Ab April 2006 fehlt in der Kasse immer wieder Geld, Belege verschwinden. Immer öfter habe der Chef plötzlich hinter Peters gestanden, sie kontrolliert und gedroht: „Wegen Ihnen gehen wir noch insolvent!“ Ab Mai 2006 sind ihre Überstunden gestrichen. Immer öfter bekommt sie ihr Gehalt gar nicht, zum Beispiel wenn sie wegen einer Grippe nicht ins Büro kommt. Ihre Krankheitstage werden mit den Urlaubstagen verrechnet, ihr Stundenlohn wird von 17,80 auf 14,75 Euro gekürzt. „Das sei soziale Gerechtigkeit gegenüber der jüngeren Generation, die mit der gleichen Arbeit weniger verdient als ich, hat mein Chef gesagt“, sagt Peters.

Inzwischen zittert Peters, wenn ihr Chef den Raum betritt. Sie ist nervös, fühlt sich ständig beobachtet, traut niemandem mehr. Im Kontakt mit Kollegen und Nachbarn beschränkt sie sich auf einfache Floskeln. Nachts kann sie kaum schlafen. Existenzängste und Minderwertigkeitskomplexe plagen sie: „Die Verlustängste, die ich hatte, waren schlimmer als die, die ich durchgestanden habe, als mein Mann gestorben ist.“ Am liebsten würde sie kündigen – doch wie soll sie dann die Jahre bis zur Frührente finanziell überbrücken? Um die Attacken aushalten zu können, nimmt Peters Antidepressiva, Psychopharmaka und Schlafmittel. Zu den psychischen kommen physische Beschwerden: Bakterien im Magen, Rheuma, Gliederschmerzen.

„Die Auswirkungen von Mobbing werden häufig mit Symptomen verglichen, die Opfer von Natur- und anderen Katastrophen aufweisen“, sagt Diplompsychologin Beate Beermann von der Bundesanstalt für Arbeitsschutz und Arbeitsmedizin (Baua). „Die Ängste machen sich über Krankheiten Luft. Die einen bekommen Migräne, die anderen hohen Blutdruck, Herzrasen, Herzrhythmusstörungen oder sogar einen Herzinfarkt“, sagt Beermann. Weitere Symptome gleichen denen in akuten Stresssituationen: Unruhe, Schlafstörungen und Schweißausbrüche, die Liste lasse sich unendlich lange fortsetzen. Für einige Betroffene ende der Leidensweg in der Berufsunfähigkeit; manche begingen sogar Selbstmord, sagt Otto Berg, der selber einmal von Mobbing betroffen war und vor 16 Jahren zusammen mit Rechtsanwälten und Psychologen eine Anlaufstelle für Mobbingopfer gründete: eine Selbsthilfegruppe und das Mobbingtelefon München, an dem er zweimal pro Woche Betroffene kostenlos berät.

BEREITGESTELLTE DATEN:
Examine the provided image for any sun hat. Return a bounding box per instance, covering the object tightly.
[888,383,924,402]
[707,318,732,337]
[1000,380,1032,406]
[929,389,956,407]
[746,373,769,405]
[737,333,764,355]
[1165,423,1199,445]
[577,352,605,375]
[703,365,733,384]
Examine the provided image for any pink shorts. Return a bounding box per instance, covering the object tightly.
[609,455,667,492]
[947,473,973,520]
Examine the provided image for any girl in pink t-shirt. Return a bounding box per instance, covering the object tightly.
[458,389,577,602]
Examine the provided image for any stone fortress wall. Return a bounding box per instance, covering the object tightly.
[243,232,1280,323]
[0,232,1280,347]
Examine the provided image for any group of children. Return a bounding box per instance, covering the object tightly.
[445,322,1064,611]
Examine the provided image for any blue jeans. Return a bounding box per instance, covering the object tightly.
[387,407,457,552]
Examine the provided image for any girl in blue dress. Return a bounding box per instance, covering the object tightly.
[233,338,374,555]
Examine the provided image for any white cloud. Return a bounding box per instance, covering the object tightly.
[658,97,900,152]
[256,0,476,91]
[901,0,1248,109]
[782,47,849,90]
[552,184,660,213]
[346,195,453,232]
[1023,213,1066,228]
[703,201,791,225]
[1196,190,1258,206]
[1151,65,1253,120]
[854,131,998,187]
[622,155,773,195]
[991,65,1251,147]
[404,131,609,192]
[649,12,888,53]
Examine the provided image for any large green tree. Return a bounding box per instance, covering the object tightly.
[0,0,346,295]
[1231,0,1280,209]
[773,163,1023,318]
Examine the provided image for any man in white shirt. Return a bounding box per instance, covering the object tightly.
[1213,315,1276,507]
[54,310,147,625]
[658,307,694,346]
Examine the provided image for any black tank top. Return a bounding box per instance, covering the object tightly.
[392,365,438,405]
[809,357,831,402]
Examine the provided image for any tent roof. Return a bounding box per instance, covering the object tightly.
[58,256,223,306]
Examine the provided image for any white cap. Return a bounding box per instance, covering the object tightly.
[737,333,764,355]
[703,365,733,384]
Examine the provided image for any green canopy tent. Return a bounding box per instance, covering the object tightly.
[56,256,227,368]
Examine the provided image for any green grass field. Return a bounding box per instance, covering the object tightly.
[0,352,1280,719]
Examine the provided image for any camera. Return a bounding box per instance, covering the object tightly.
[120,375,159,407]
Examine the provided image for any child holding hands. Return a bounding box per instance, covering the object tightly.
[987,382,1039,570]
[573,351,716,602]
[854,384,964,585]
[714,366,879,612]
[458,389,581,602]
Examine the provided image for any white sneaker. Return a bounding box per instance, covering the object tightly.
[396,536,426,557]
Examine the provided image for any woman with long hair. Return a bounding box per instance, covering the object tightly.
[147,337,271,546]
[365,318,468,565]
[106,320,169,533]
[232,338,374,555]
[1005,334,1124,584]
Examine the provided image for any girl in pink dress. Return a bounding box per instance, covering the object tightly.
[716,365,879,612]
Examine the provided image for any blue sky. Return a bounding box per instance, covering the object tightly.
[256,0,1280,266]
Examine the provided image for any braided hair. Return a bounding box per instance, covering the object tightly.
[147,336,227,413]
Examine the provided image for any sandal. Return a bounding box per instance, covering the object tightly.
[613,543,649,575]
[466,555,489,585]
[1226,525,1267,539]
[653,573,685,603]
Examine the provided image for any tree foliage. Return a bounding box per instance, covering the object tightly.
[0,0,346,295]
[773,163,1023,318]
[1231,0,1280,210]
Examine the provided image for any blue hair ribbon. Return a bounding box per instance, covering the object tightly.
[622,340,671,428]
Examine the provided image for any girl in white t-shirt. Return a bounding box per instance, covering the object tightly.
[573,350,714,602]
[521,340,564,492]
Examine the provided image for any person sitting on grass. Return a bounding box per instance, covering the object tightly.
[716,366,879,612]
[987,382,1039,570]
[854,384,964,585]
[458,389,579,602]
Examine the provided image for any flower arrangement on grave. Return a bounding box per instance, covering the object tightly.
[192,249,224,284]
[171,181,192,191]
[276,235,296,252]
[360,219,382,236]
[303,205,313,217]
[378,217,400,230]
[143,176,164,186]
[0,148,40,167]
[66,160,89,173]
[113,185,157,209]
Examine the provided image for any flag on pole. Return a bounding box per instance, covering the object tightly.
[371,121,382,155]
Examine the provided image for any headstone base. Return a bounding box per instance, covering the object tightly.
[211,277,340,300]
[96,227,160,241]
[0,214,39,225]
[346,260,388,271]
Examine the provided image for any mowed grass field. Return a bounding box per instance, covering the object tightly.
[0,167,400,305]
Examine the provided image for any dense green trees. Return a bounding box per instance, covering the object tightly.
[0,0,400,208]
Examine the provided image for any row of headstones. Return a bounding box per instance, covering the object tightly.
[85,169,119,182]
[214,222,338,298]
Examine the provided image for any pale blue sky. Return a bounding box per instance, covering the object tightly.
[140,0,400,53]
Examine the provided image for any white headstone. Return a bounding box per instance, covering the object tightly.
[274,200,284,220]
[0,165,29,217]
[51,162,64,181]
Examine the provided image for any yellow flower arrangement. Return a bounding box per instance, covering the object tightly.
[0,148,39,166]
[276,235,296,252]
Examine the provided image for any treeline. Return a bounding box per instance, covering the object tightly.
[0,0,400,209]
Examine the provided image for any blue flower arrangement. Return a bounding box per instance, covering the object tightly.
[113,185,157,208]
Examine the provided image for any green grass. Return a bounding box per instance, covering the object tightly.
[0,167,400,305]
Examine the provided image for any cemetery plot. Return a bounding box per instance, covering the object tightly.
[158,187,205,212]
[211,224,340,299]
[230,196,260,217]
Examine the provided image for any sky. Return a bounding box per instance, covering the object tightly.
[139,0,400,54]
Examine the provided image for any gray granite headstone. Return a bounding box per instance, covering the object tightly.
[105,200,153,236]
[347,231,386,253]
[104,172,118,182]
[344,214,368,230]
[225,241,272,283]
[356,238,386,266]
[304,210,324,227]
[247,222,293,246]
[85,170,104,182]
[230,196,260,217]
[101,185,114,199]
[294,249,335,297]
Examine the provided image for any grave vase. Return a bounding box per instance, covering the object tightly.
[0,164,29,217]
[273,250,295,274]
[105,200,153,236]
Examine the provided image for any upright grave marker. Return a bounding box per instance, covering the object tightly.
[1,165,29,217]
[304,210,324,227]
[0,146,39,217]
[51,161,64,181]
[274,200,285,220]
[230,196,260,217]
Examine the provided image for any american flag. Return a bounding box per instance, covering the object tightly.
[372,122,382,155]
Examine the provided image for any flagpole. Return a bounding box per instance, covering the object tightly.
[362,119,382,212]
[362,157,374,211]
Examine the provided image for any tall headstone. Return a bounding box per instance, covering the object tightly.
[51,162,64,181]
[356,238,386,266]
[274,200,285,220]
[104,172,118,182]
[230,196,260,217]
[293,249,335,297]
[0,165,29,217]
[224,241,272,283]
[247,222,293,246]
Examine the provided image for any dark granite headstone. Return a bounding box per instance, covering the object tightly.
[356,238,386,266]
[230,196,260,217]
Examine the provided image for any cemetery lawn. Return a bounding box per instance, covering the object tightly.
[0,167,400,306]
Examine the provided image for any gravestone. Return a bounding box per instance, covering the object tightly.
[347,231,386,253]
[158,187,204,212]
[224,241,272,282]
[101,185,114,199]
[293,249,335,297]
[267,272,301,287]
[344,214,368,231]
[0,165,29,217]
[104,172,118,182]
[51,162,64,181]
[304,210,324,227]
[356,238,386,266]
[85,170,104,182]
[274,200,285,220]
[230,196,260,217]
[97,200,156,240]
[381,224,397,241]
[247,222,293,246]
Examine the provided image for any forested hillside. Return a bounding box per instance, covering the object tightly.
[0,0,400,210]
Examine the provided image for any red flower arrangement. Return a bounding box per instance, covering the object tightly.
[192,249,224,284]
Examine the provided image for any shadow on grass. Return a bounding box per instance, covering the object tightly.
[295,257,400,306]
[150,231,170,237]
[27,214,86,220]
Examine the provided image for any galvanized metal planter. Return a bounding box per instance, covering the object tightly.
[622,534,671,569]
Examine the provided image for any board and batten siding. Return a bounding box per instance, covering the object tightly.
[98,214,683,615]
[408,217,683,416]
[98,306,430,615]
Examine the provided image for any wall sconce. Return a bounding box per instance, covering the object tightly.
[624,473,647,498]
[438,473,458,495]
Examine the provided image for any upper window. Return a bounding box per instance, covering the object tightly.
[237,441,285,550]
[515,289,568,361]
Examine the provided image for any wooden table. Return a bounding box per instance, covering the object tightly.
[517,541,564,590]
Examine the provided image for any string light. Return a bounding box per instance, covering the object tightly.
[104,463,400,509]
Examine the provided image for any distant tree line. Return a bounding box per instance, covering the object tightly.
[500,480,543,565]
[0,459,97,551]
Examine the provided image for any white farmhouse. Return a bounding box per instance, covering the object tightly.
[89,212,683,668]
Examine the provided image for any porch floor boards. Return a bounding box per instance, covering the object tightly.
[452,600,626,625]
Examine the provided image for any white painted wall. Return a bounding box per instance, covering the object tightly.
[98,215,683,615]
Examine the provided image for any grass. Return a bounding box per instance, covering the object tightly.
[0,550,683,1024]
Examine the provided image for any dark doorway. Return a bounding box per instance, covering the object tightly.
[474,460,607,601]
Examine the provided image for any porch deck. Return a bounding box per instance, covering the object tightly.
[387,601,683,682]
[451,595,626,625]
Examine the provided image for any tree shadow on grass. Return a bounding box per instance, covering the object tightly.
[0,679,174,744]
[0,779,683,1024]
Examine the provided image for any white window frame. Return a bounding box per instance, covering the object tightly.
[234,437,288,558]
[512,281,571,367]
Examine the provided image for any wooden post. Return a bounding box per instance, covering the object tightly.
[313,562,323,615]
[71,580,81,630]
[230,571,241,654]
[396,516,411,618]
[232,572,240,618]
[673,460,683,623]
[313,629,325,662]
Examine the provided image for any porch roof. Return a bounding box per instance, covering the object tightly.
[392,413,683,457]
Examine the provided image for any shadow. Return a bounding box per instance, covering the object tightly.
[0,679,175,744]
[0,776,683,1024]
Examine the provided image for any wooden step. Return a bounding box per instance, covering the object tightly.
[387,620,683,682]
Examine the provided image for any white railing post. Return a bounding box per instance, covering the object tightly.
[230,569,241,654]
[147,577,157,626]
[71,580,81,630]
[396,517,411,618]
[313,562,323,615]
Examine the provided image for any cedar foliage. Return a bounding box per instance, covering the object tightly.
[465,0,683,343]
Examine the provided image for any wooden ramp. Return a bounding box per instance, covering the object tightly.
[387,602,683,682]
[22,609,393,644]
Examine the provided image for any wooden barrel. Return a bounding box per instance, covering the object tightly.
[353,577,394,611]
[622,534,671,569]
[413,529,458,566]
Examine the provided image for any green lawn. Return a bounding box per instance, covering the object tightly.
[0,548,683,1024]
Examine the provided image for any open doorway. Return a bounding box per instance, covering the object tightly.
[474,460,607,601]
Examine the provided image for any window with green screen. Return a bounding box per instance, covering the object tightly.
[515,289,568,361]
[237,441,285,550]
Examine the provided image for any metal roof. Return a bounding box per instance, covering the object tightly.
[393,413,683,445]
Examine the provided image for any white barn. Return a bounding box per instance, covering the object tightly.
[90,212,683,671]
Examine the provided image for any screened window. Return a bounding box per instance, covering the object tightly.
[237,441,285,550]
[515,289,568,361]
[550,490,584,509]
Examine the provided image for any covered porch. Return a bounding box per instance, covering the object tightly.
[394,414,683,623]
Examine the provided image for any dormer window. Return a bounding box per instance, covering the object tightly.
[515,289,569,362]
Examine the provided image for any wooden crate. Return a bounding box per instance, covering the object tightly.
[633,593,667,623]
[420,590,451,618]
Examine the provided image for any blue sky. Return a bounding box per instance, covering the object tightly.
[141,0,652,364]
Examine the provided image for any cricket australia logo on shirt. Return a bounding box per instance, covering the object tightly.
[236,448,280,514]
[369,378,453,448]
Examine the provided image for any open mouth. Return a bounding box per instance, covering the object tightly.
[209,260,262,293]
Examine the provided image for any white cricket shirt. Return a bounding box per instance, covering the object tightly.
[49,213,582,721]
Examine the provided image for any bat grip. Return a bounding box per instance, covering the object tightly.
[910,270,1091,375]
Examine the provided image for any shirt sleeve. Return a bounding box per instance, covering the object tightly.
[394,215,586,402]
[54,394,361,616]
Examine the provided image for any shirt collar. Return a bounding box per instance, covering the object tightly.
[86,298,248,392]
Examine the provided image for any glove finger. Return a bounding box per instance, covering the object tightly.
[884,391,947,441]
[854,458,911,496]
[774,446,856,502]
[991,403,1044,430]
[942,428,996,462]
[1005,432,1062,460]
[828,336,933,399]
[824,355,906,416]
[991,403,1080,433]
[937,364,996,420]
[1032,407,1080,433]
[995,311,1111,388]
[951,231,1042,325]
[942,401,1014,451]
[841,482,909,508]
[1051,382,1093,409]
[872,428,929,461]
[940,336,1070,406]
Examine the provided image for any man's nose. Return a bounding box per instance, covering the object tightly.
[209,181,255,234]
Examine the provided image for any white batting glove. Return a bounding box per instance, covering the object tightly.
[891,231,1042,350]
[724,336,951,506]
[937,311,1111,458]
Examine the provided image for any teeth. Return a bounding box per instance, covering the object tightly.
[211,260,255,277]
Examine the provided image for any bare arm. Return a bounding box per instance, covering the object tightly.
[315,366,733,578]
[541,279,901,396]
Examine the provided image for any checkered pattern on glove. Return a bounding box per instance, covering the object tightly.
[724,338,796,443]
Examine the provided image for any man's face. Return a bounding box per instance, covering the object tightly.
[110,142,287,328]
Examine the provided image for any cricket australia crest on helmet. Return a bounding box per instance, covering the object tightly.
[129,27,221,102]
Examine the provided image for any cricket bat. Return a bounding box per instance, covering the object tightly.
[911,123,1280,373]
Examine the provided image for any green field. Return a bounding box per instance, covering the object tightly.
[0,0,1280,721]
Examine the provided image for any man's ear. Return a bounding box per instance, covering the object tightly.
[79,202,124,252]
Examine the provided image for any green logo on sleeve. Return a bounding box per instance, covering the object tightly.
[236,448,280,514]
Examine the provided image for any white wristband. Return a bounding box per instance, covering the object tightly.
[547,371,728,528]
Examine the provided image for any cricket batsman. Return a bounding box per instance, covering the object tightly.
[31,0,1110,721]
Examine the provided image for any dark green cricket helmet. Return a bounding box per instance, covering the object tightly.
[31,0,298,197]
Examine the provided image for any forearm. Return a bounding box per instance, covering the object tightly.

ZU BEARBEITEN:
a. Auf welchen Betrag wurde laut dem Text über Mobbing der Stundenlohn von Peters gekürzt?
b. Führen Sie den Text über Mobbing am Arbeitsplatz im Anschluss an seinen letzten Satz weiter.

ERGEBNISSE:
a. Von 17,80 auf 14,75 Euro.

b.
„Die Folgen von Mobbing für die Opfer werden mit denen von Naturkatastrophen verglichen“

BEATE BEERMANN, PSYCHOLOGIN
Wie im Delirium

Immer öfter lässt sich Peters krankschreiben. „Ich war wie im Delirium, dabei war ich doch immer ein ordentlicher, pflichtbewusster Mensch gewesen.“ Das Mobbing geht weiter. Nächste Etappe: arbeiten im Keller. Zwei grelle Neonleuchten sind die einzige Lichtquelle in dem großen, unbeheizten Raum. An den Wänden stehen Regale mit Ordnern. Peters kniet auf dem gefliesten Boden und beschriftet die Ordnerrücken neu. Wenn ihr kalt ist, geht sie in den Nebenraum und presst sich minutenlang an die Heizung. Der Keller bleibt ihr Büro – ein Zeichen demütigender Degradierung. Doch Peters sieht das weniger als Demütigung, sondern eher als Befreiung – hier taucht ihr Chef nicht so oft auf. Peters hat sich arrangiert. Denkt sie jedenfalls. Dann verlangt ihr Chef, kurz vor ihrem bewilligten Urlaub, dass sie die bereits gebuchte und bezahlte Reise storniert. Peters fängt an zu weinen. Und wird die nächsten Monate nicht mehr aufhören. Ein Nervenzusammenbruch. Sie braucht eine Therapie, danach eine Kur.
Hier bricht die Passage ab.